══ Text shown

# Scrubs.....Poison



## aziajs (Feb 8, 2006)

Ok....this is for my semi-oldschoolers!  I got charged!  I loved BBD.  IslandGirl I know you're gonna to be feelin' this shit!!!

http://www.youtube.com/watch?v=38wayF_V_R8


----------



## IslandGirl77 (Feb 8, 2006)

Ahh hells yeah! Six grade son! Skating ring! LOL My friend and I, actually made a dance routine to this song! Sweet and Sassy Players! That was our dance crew! LOL Corny as hell!


----------



## V2LUCKY (Feb 8, 2006)

I LOVE scrubs!!! which episode is that from? I didn't get to watch Scrubs last night cause DH wanted to watch House. Wasn't Mandy Moore suppose to be on? damn! I really wanted to watch that one.


----------



## mspixieears (Feb 8, 2006)

Ah yes, first year of high school...I must confess to liking that song also, which was pretty funny as I didn't usually listen to that type of music. 

Why did Turk break out into the routine? Or would that be spoiling the episode (which won't air here for a kazillion years)?


----------



## stacey (Feb 9, 2006)

════
══ Material

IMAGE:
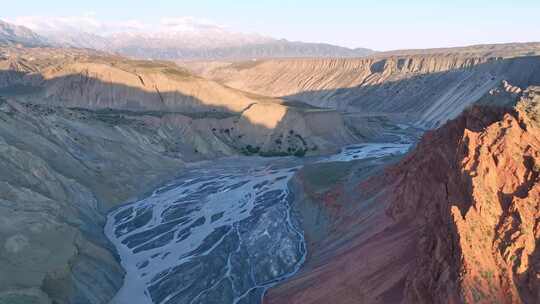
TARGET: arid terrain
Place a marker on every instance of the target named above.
(399, 177)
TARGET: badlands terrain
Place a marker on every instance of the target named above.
(402, 177)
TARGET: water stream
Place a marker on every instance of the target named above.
(223, 232)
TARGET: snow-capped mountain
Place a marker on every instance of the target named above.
(183, 38)
(11, 34)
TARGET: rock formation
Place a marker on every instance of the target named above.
(455, 221)
(427, 87)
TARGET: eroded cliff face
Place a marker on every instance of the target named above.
(455, 221)
(426, 88)
(473, 187)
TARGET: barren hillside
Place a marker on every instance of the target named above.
(430, 85)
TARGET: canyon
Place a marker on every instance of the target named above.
(399, 177)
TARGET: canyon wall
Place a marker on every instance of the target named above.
(455, 221)
(426, 88)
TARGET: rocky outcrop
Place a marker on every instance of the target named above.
(473, 188)
(426, 87)
(455, 221)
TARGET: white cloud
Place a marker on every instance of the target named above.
(188, 24)
(89, 23)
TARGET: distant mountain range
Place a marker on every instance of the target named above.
(11, 34)
(185, 41)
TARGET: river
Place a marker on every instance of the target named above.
(222, 232)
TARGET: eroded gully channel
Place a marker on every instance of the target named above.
(223, 232)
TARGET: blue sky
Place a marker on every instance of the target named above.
(381, 25)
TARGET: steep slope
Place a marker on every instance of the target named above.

════

Stated task 1: Could you rewrite the Scrubs thread between "Ahh hells yeah!" and "Corny as hell!", inclusive, with "dance crew" changed to "dance group"?
Stated task 2: In the Scrubs thread, what show did V2LUCKY's DH want to watch instead of Scrubs?
Stated task 3: Can you carry the Scrubs forum thread forward from where it stops?

Response 1:
Ahh hells yeah! Six grade son! Skating ring! LOL My friend and I, actually made a dance routine to this song! Sweet and Sassy Players! That was our dance group! LOL Corny as hell!

Response 2: House

Response 3:
that was back in the day! that song is THE BOMB! haha


----------



## polobear45 (Feb 9, 2006)

Girl ---you took it wayyyy back . I still got that single on a tape 
	

	
	
		
		

		
			





 LOL
Me and my girl were cracking up !!!


----------



## AlliSwan (Feb 9, 2006)

AHHHH I F*in LOVE IT!


----------



## aziajs (Feb 9, 2006)

Quote:

   Originally Posted by *V2LUCKY* 
_I LOVE scrubs!!! which episode is that from? I didn't get to watch Scrubs last night cause DH wanted to watch House. Wasn't Mandy Moore suppose to be on? damn! I really wanted to watch that one._

 
Awww...the DH has gotta go!  He made you miss it!  LOL.  Just kidding.  It was the first episode that aired last night.  I LOVE SCRUBS.  And Mandy Moore was on.  She was pretty funny too.


----------



## aziajs (Feb 9, 2006)

Quote:

   Originally Posted by *mspixieears* 
_Ah yes, first year of high school...I must confess to liking that song also, which was pretty funny as I didn't usually listen to that type of music. 

Why did Turk break out into the routine? Or would that be spoiling the episode (which won't air here for a kazillion years)?_

 
Girl, they were putting a band together or something.  He was watching them and told them that they were garbage.  So they challenged him to get up there.  I kind of lost the whole point once he started dancing cuz I got charged and started dancing around the room and singing.  LOL!!!


----------



## aziajs (Feb 9, 2006)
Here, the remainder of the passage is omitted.